start
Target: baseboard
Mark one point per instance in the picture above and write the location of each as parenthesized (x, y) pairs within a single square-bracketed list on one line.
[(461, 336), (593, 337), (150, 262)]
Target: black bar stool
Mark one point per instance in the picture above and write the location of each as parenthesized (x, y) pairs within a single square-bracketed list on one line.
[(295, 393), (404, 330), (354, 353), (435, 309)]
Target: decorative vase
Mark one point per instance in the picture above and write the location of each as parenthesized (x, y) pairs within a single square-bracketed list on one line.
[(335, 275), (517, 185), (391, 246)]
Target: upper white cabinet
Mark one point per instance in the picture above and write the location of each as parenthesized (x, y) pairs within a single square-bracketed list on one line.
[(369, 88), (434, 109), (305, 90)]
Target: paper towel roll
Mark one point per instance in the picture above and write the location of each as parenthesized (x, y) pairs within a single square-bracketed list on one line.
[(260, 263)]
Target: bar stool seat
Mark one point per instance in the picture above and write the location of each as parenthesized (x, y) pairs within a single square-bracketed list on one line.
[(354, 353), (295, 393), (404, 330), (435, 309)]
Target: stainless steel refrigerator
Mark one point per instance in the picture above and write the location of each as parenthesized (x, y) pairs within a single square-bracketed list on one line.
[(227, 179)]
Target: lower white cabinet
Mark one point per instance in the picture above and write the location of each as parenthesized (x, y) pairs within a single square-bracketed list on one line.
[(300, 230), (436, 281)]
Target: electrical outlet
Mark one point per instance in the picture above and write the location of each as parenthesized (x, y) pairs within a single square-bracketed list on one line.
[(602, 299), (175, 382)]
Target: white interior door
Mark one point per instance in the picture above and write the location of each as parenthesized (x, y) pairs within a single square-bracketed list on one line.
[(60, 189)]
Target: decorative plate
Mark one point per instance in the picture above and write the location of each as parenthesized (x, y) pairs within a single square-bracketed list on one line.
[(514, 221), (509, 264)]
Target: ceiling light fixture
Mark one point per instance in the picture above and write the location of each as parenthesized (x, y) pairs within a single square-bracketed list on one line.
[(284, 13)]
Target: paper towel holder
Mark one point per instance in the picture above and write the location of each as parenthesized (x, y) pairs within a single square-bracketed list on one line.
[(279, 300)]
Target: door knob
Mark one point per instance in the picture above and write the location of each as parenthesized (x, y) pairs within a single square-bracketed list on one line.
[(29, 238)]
end
◆ Do this ◆
Reproduce the rows from the line containing "Target: electrical outlet" to the line containing "[(602, 299), (175, 382)]", inclusive, substituting "wall socket" for "electrical outlet" and changing nothing else.

◆ Expected output ◆
Target: wall socket
Mark one point per instance in the picture above and write the location of each as parenthesized (x, y) pairs within a single square-bracketed list on one line.
[(602, 299), (175, 382)]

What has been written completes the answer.